[RECORD SET — start]

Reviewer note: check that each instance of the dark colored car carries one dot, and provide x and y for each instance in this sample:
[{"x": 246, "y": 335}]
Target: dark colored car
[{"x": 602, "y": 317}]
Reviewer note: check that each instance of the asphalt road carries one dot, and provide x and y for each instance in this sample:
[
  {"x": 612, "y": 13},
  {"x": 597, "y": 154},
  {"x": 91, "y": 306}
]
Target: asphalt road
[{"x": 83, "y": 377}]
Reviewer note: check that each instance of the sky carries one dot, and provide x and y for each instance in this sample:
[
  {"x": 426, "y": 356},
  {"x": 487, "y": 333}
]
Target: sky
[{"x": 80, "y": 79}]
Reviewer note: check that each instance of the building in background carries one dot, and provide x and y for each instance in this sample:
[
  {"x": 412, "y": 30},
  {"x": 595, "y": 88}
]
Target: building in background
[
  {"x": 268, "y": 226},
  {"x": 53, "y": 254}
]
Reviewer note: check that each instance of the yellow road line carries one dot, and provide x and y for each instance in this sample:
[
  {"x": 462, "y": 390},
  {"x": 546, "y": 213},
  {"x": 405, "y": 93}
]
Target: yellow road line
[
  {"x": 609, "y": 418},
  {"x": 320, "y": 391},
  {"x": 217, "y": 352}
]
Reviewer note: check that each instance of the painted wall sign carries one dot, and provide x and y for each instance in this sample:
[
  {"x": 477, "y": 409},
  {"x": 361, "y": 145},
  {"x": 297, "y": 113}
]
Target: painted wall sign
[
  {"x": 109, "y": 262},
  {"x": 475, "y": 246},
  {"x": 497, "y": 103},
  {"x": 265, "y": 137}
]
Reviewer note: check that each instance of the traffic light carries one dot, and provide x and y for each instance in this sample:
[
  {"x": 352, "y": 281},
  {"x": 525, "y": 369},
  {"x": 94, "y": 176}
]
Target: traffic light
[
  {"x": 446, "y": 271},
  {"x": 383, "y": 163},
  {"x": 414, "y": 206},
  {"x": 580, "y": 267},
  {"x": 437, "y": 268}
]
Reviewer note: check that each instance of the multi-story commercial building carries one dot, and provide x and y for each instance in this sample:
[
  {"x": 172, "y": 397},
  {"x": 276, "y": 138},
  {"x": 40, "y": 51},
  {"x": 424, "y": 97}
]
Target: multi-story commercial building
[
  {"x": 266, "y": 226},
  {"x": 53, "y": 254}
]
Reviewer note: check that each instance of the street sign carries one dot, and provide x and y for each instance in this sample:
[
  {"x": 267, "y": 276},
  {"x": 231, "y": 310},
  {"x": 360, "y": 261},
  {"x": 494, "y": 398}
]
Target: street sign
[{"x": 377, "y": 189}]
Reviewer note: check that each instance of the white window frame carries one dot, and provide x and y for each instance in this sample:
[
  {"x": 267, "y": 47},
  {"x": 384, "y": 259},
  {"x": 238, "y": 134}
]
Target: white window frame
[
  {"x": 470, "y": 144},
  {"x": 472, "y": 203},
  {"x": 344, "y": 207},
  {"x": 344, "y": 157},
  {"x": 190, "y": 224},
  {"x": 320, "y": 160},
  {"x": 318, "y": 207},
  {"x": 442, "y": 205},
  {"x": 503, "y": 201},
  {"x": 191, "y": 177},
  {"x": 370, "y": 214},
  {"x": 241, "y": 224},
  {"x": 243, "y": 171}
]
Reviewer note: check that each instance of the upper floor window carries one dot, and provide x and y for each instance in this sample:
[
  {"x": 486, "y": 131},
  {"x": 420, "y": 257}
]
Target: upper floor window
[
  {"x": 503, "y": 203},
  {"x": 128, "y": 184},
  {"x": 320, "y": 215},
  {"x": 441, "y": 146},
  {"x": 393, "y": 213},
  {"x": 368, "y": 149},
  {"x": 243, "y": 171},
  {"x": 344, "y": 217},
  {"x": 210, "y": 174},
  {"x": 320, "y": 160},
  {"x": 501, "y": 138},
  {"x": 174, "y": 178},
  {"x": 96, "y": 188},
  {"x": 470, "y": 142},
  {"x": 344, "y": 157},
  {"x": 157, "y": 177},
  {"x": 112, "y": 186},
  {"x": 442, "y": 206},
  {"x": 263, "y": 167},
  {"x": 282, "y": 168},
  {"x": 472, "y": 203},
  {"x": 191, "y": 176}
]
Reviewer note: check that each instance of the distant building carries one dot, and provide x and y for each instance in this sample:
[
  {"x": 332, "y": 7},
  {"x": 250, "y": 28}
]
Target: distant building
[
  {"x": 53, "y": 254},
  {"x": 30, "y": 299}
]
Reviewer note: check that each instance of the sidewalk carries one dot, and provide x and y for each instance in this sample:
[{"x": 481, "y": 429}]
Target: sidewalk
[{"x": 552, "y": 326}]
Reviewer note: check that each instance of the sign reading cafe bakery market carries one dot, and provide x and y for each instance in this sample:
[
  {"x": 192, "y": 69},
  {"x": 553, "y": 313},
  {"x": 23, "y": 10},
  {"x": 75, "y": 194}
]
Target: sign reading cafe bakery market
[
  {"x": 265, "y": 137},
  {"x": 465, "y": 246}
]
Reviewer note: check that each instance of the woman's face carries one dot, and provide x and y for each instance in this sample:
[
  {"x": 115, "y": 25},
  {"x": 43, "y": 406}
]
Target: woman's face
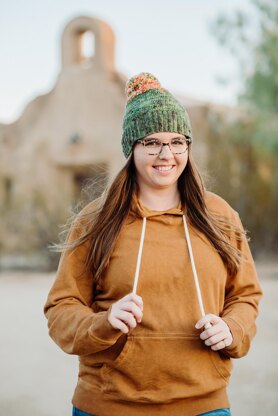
[{"x": 162, "y": 170}]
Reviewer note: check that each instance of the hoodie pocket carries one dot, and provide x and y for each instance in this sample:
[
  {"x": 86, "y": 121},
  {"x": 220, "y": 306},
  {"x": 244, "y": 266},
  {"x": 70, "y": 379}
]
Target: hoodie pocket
[{"x": 161, "y": 368}]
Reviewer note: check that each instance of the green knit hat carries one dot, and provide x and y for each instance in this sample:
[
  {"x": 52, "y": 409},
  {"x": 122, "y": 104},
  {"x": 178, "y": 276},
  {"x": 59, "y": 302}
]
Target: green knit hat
[{"x": 151, "y": 109}]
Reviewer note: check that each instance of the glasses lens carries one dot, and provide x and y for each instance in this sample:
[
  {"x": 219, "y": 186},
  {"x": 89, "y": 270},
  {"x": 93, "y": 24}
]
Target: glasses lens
[
  {"x": 178, "y": 145},
  {"x": 152, "y": 146}
]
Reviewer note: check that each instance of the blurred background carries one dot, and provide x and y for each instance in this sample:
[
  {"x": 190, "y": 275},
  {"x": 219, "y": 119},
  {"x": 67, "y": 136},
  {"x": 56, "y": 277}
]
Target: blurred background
[{"x": 64, "y": 66}]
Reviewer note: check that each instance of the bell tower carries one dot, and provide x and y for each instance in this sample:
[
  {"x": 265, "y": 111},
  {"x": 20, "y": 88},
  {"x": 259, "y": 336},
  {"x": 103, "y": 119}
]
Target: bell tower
[{"x": 88, "y": 41}]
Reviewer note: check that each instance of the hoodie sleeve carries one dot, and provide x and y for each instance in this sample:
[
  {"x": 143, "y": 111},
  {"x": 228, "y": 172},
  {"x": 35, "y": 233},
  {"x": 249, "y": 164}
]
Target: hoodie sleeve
[
  {"x": 242, "y": 296},
  {"x": 71, "y": 321}
]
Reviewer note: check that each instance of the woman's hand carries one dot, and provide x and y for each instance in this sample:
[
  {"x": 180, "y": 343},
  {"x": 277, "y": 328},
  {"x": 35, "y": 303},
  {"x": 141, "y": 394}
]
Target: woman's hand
[
  {"x": 126, "y": 312},
  {"x": 218, "y": 336}
]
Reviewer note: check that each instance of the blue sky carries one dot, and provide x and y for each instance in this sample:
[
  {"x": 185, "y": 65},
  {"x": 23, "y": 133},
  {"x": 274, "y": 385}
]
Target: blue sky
[{"x": 171, "y": 39}]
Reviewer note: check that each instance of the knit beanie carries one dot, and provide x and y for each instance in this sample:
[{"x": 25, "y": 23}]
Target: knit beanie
[{"x": 150, "y": 109}]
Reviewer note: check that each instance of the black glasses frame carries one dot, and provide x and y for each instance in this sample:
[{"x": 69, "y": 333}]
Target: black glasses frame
[{"x": 187, "y": 140}]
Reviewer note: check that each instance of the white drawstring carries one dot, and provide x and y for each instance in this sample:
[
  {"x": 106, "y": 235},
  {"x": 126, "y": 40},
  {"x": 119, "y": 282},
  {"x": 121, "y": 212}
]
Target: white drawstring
[
  {"x": 139, "y": 256},
  {"x": 196, "y": 280}
]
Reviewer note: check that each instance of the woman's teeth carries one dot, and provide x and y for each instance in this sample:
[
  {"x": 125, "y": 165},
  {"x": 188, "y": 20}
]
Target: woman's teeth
[{"x": 163, "y": 168}]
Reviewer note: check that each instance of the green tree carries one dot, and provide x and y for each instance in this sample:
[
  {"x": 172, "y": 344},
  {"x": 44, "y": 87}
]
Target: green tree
[{"x": 251, "y": 142}]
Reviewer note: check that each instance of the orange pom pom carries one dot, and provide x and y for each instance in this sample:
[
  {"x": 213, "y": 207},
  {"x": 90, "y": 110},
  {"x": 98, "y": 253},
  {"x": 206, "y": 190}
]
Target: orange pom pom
[{"x": 141, "y": 83}]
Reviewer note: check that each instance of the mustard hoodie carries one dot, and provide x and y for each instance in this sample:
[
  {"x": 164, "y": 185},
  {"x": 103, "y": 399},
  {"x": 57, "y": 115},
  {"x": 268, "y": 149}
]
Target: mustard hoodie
[{"x": 161, "y": 367}]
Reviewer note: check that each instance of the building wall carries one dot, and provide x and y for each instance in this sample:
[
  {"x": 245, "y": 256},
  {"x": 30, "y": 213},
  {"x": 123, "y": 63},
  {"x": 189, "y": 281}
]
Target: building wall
[{"x": 66, "y": 135}]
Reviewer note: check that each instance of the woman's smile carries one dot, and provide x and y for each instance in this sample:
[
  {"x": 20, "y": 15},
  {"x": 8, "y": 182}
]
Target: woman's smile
[{"x": 164, "y": 169}]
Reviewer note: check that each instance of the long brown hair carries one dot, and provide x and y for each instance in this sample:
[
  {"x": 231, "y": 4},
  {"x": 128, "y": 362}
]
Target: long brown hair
[{"x": 100, "y": 224}]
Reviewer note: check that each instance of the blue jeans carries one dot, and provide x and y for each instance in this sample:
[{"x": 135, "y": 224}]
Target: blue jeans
[{"x": 219, "y": 412}]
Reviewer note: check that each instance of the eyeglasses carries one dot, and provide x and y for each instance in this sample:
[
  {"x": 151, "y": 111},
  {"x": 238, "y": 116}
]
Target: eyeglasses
[{"x": 154, "y": 147}]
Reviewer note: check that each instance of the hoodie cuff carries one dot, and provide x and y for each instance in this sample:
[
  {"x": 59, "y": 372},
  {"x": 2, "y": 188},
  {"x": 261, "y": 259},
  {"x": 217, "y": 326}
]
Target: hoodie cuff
[
  {"x": 237, "y": 334},
  {"x": 102, "y": 331}
]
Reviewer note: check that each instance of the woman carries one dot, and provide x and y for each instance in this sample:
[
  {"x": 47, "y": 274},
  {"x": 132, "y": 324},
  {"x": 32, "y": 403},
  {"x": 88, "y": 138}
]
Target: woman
[{"x": 156, "y": 288}]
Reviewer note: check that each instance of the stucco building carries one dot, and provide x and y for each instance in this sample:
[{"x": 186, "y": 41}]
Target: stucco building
[{"x": 65, "y": 136}]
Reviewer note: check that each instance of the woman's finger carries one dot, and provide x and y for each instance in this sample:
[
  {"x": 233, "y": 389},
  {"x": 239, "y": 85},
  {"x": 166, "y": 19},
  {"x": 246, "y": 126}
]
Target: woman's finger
[
  {"x": 134, "y": 309},
  {"x": 127, "y": 318}
]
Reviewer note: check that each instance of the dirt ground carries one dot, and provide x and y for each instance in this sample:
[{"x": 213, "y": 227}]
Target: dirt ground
[{"x": 38, "y": 379}]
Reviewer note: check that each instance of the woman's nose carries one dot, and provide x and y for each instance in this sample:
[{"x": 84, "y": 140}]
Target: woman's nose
[{"x": 166, "y": 152}]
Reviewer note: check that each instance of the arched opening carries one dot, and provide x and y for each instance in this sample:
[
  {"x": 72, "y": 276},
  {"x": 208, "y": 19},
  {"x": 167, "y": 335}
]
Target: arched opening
[{"x": 87, "y": 47}]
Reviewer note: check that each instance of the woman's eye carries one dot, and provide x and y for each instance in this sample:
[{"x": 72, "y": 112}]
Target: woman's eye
[
  {"x": 152, "y": 143},
  {"x": 177, "y": 142}
]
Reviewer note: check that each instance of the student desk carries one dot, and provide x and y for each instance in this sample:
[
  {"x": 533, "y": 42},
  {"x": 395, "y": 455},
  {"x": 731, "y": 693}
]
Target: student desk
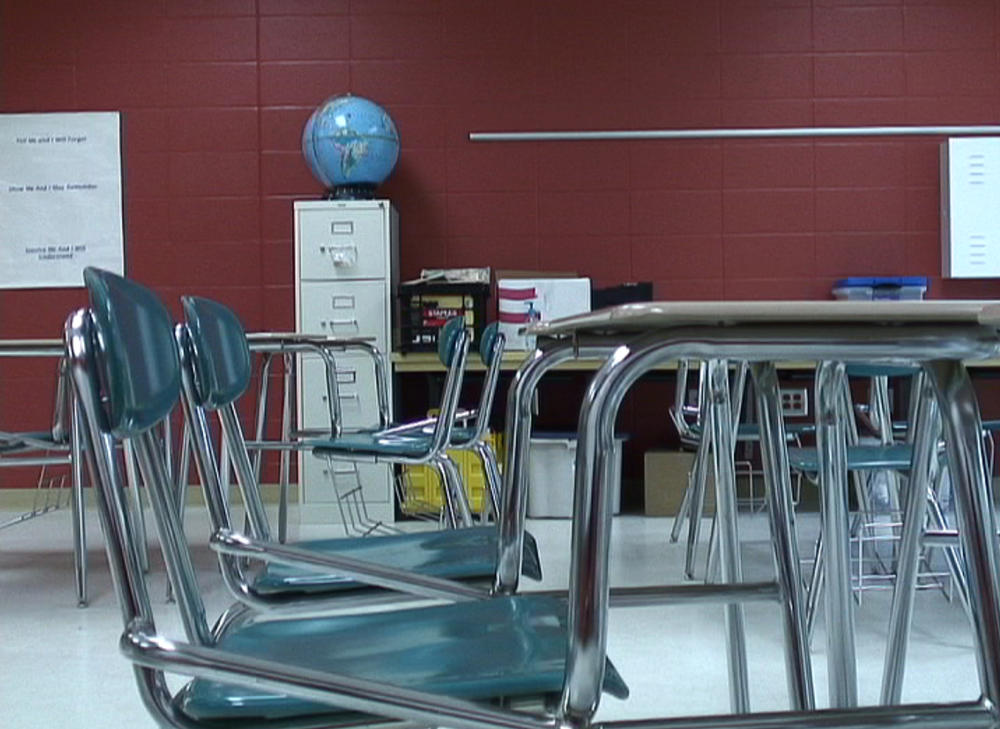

[RECORD SET — finish]

> WHAT TO WORK ON:
Go through the entries line by line and count those with "student". Give only the count.

> YOUR SOLUTION:
2